Referring expression pointing data.
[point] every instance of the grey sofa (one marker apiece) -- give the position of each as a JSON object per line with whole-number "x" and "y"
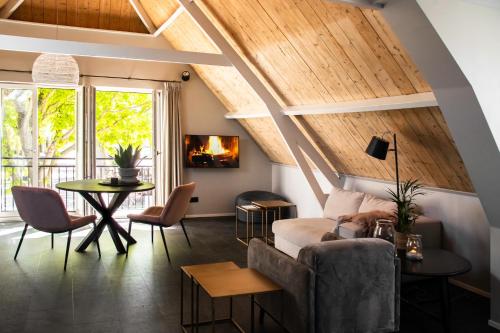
{"x": 335, "y": 286}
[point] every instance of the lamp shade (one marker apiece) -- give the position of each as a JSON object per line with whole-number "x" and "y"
{"x": 55, "y": 69}
{"x": 378, "y": 148}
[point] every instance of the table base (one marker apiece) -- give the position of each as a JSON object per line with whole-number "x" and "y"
{"x": 106, "y": 211}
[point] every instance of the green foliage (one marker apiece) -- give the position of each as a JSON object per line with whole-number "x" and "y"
{"x": 123, "y": 118}
{"x": 405, "y": 201}
{"x": 127, "y": 158}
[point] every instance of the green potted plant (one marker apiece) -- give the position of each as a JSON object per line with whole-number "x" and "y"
{"x": 407, "y": 211}
{"x": 127, "y": 160}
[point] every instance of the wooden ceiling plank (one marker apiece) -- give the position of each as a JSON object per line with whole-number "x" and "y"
{"x": 37, "y": 10}
{"x": 285, "y": 126}
{"x": 143, "y": 16}
{"x": 9, "y": 8}
{"x": 50, "y": 12}
{"x": 344, "y": 21}
{"x": 252, "y": 28}
{"x": 104, "y": 14}
{"x": 438, "y": 152}
{"x": 381, "y": 52}
{"x": 397, "y": 50}
{"x": 304, "y": 37}
{"x": 325, "y": 13}
{"x": 355, "y": 83}
{"x": 169, "y": 22}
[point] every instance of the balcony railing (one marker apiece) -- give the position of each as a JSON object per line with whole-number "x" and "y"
{"x": 18, "y": 171}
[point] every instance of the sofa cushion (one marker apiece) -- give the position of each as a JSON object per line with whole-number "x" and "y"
{"x": 371, "y": 203}
{"x": 303, "y": 231}
{"x": 342, "y": 202}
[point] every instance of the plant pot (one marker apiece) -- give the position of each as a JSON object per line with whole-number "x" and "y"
{"x": 401, "y": 239}
{"x": 128, "y": 175}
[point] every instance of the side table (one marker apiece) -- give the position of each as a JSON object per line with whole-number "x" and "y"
{"x": 437, "y": 264}
{"x": 274, "y": 206}
{"x": 250, "y": 211}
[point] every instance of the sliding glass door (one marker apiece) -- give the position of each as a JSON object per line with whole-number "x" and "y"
{"x": 38, "y": 141}
{"x": 123, "y": 118}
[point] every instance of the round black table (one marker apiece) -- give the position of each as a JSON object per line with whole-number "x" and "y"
{"x": 86, "y": 188}
{"x": 437, "y": 264}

Task goal. Restate word for word each line of the data from the one with "[point] every instance of the plant" to the last, keeping both ends.

Response to this task.
[point] every instance of the plant pot (one marker apiece) -- give the position of each as a JSON object per line with whole-number "x" and "y"
{"x": 401, "y": 239}
{"x": 128, "y": 175}
[point] every instance of the side table (one marker apiece) -- give the position of each as a JSON object per line with whole-number "x" and "y"
{"x": 437, "y": 264}
{"x": 274, "y": 206}
{"x": 250, "y": 211}
[point] every instance of the sliding glass door (one marker apiece) -- give the position of each as a JSON object per line with whole-number "x" and "y"
{"x": 38, "y": 141}
{"x": 123, "y": 118}
[point] every instance of the round black table (one marker apiece) -- give the position of each as a JSON object per line with whole-number "x" and "y"
{"x": 86, "y": 188}
{"x": 437, "y": 264}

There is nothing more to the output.